SHORT TASK
Pick out every line in the records below that contains the word "skylight", and copy those lines. Case counts, so only lines that match it letter for letter qualify.

BEGIN RECORD LIST

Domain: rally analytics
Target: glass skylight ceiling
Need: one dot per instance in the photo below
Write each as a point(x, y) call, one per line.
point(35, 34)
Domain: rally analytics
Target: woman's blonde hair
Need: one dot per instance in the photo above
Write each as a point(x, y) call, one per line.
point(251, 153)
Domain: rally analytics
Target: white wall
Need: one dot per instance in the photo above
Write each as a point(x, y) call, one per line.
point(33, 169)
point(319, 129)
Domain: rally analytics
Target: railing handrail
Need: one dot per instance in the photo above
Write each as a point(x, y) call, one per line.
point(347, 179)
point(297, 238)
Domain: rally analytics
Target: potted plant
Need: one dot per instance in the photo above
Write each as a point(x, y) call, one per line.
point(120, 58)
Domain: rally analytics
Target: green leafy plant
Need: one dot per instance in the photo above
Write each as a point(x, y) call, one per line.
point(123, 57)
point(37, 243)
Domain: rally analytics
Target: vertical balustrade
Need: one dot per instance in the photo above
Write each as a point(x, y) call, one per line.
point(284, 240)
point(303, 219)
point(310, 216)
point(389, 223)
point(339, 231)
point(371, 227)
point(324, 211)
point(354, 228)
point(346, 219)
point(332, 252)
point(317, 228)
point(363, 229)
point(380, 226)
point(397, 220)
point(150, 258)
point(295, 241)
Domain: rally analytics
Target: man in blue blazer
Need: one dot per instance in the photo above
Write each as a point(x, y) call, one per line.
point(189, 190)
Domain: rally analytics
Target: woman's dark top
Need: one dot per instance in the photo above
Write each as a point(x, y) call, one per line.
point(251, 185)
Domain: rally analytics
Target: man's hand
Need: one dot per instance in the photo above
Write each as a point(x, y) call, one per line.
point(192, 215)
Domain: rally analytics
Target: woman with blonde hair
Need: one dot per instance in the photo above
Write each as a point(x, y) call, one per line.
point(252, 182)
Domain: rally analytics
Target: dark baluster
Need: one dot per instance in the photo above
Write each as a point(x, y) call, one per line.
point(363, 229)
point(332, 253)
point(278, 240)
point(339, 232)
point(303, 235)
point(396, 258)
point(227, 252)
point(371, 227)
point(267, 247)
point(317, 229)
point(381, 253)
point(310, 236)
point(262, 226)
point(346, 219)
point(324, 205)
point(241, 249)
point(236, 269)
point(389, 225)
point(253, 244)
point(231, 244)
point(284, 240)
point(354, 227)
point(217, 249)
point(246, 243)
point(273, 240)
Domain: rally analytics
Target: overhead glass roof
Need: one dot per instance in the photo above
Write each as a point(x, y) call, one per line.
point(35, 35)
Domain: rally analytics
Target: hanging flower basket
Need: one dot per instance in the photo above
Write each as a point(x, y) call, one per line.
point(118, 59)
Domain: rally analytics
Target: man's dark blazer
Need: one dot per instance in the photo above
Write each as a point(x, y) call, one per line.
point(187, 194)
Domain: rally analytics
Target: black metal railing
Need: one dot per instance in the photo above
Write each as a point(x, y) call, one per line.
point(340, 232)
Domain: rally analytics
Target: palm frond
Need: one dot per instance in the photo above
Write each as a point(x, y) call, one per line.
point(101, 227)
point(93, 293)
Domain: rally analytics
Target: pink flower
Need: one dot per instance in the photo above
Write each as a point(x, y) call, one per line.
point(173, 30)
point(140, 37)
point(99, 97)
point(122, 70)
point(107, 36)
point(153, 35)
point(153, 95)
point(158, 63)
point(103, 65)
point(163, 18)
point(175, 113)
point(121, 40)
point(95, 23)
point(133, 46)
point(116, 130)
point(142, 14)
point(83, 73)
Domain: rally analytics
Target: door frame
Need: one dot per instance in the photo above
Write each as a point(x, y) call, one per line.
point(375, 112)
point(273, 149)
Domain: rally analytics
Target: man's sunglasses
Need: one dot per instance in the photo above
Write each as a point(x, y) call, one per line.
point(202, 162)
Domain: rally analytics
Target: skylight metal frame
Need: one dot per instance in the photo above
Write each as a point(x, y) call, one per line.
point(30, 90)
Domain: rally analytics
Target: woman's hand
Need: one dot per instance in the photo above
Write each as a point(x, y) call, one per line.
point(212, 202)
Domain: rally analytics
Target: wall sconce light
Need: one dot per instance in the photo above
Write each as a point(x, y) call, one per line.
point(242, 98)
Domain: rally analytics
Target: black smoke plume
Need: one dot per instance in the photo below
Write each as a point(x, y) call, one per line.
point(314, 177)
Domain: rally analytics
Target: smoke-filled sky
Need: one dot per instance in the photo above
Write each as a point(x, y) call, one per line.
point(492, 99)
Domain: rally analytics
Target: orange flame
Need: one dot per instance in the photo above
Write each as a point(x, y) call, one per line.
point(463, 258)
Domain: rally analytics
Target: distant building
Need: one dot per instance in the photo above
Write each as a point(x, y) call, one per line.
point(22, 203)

END RECORD LIST

EXERCISE RESULT
Target: glass skylight ceiling
Target: skylight metal frame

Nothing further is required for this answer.